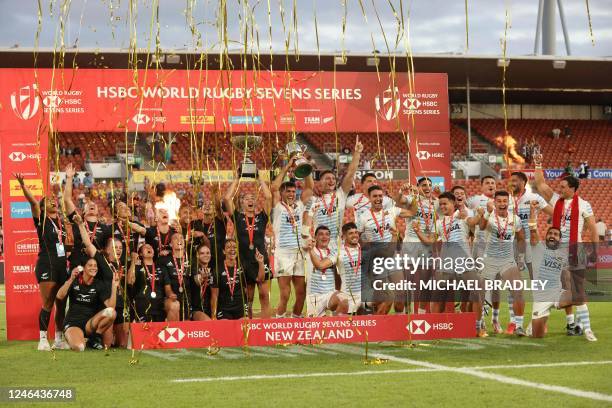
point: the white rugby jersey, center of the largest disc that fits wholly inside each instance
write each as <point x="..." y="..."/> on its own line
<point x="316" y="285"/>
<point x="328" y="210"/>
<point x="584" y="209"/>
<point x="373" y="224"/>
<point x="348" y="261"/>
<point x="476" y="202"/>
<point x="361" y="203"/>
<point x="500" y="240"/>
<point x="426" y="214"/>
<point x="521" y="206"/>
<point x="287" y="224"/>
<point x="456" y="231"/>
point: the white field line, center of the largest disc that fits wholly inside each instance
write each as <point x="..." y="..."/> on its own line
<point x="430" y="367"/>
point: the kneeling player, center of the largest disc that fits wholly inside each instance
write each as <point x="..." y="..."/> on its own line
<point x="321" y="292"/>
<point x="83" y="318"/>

━━━━━━━━━━━━━━━━

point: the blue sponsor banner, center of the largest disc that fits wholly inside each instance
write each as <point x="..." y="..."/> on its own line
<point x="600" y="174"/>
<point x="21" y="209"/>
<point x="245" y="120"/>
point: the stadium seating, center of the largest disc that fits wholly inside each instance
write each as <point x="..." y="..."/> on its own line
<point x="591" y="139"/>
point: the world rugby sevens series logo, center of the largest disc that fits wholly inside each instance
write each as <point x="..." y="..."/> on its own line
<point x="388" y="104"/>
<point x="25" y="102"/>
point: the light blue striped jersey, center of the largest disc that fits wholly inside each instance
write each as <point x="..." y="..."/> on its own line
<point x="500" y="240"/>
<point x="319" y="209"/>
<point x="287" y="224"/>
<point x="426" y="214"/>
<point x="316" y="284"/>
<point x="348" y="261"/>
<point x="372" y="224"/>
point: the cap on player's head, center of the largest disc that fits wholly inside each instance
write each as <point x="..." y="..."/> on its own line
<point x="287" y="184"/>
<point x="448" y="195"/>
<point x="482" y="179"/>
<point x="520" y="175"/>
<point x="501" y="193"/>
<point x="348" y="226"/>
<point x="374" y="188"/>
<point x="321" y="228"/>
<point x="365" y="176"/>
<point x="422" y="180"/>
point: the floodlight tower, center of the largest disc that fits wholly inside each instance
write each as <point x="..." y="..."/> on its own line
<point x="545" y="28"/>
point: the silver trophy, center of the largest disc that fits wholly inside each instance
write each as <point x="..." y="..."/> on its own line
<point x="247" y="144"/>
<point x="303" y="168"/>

━━━━━━━━━━━━━━━━

Copy out each line of the records containing the word "that". Case counts.

point: the white rugby jersey, center of the largest disc that fits wholly inside each instance
point: the white field line, center of the largest disc that fits wholly inside each instance
point: the kneeling player, center of the largest disc that fits wholly inside each instance
point: the blue sponsor banner, center of the largest disc that fits wholly inside each instance
point: the stadium seating, center of the largest disc that fits wholly inside each instance
point: the world rugby sevens series logo, center of the largest disc that fits wholly inside each instance
point: the light blue striped jersey, center of the largest disc that fits wholly inside each instance
point: the cap on player's head, center of the largest disc that fits wholly inside each instance
point: the floodlight tower, center of the largest disc that fits wholly inside each instance
point: the silver trophy, center of the largest disc that fits wholly inside each instance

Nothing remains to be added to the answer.